**Work to do:** Count the lines in the rows below that contain the word "reflection", treating uppercase and lowercase as different, and give only that number.

**Records to process:**
☆ ☆ ☆ ☆
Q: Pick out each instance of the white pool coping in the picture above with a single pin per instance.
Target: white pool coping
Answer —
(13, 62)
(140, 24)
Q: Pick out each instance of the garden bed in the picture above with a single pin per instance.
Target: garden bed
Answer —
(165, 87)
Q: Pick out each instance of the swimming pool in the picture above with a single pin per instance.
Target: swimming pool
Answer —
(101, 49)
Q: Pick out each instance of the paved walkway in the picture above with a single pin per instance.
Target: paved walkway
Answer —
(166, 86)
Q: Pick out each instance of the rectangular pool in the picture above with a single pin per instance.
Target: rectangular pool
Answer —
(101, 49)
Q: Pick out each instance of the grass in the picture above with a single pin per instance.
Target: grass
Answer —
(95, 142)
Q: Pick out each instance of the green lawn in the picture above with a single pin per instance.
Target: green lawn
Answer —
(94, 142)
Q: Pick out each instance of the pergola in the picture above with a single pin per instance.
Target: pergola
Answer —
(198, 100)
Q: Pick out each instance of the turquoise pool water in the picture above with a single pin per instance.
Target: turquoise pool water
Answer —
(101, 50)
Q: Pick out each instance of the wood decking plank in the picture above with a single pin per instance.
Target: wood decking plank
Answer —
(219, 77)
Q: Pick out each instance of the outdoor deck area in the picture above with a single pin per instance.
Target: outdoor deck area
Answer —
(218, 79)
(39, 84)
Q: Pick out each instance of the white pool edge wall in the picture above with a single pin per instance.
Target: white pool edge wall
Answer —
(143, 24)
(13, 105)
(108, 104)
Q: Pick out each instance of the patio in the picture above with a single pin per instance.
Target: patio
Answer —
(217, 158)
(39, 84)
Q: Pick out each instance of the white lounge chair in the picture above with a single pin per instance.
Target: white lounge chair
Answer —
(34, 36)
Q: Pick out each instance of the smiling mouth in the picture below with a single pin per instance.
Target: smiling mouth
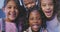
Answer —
(12, 14)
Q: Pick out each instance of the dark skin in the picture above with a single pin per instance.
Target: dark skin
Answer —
(35, 21)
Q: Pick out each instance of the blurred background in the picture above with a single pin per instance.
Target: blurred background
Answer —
(2, 15)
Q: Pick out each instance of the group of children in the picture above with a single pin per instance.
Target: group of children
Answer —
(32, 16)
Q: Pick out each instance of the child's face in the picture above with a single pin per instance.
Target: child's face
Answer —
(47, 7)
(11, 10)
(29, 3)
(35, 20)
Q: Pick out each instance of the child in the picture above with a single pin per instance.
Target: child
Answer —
(11, 10)
(35, 21)
(49, 9)
(29, 3)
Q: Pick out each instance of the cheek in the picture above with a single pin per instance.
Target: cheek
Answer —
(39, 22)
(17, 12)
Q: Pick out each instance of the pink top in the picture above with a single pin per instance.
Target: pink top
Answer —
(10, 27)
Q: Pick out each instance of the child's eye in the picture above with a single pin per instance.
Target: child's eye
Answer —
(9, 7)
(38, 18)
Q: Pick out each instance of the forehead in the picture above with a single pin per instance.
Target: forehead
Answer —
(28, 1)
(35, 13)
(47, 1)
(11, 3)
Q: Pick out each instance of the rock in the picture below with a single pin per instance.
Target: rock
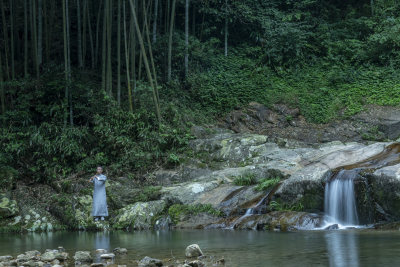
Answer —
(332, 227)
(220, 261)
(197, 221)
(138, 216)
(29, 255)
(49, 255)
(120, 250)
(163, 223)
(193, 251)
(196, 263)
(107, 256)
(149, 262)
(387, 120)
(83, 257)
(8, 208)
(5, 258)
(385, 190)
(281, 220)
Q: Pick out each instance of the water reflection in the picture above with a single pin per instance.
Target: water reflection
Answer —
(101, 241)
(342, 248)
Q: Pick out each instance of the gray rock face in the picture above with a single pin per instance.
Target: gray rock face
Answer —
(83, 257)
(8, 208)
(5, 258)
(281, 221)
(150, 262)
(120, 250)
(192, 251)
(138, 216)
(107, 256)
(385, 190)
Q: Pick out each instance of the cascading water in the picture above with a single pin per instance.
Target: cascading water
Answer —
(340, 204)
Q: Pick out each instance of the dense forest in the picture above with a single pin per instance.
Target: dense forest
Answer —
(119, 83)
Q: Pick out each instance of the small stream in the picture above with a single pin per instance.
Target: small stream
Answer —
(239, 248)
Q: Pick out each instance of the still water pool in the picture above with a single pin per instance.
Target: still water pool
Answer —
(239, 248)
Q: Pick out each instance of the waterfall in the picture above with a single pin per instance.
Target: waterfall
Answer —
(340, 203)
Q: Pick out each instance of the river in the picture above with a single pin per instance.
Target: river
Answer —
(239, 248)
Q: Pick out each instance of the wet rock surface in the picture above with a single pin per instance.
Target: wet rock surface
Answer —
(213, 174)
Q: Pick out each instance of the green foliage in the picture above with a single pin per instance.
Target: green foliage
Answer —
(277, 206)
(267, 183)
(245, 179)
(148, 193)
(176, 211)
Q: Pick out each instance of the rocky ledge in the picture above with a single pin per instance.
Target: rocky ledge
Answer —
(221, 178)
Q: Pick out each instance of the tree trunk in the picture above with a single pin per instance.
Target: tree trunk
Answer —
(34, 38)
(71, 112)
(128, 80)
(194, 21)
(372, 7)
(133, 56)
(155, 21)
(171, 31)
(2, 94)
(186, 38)
(5, 35)
(65, 64)
(151, 54)
(104, 50)
(79, 25)
(12, 39)
(146, 63)
(84, 22)
(226, 28)
(119, 54)
(109, 36)
(40, 32)
(97, 32)
(25, 39)
(92, 52)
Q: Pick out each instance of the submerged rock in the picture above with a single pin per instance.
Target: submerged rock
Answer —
(138, 216)
(120, 250)
(196, 263)
(281, 221)
(150, 262)
(8, 208)
(332, 227)
(192, 251)
(107, 256)
(83, 257)
(5, 258)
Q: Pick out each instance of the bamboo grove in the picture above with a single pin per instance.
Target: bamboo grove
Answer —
(111, 37)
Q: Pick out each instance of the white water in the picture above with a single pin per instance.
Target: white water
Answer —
(340, 204)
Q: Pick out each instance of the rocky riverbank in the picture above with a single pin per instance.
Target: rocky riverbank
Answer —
(223, 174)
(118, 258)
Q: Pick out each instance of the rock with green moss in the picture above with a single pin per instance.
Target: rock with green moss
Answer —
(83, 217)
(385, 189)
(8, 207)
(281, 221)
(139, 216)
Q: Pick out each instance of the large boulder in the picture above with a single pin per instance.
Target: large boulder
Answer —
(281, 220)
(139, 216)
(193, 250)
(8, 207)
(150, 262)
(83, 257)
(385, 190)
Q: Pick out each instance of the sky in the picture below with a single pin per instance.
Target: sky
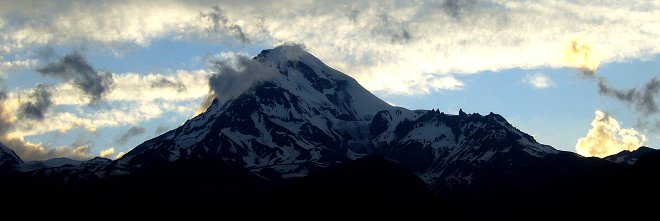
☆ ☆ ☆ ☆
**Response below:** 2